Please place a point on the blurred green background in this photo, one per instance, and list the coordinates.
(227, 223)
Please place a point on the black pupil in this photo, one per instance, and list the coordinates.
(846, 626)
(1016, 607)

WHAT YOU NEED TO DO> Turn the stretch from the line containing "Please place a point on the black" through the end of the items into a numbered list, leaving out any blank lines.

ANSWER TO THIS PROBLEM>
1. Please place a point on the black pupil in this photo, one per instance, and list the coordinates.
2. (846, 626)
3. (1016, 607)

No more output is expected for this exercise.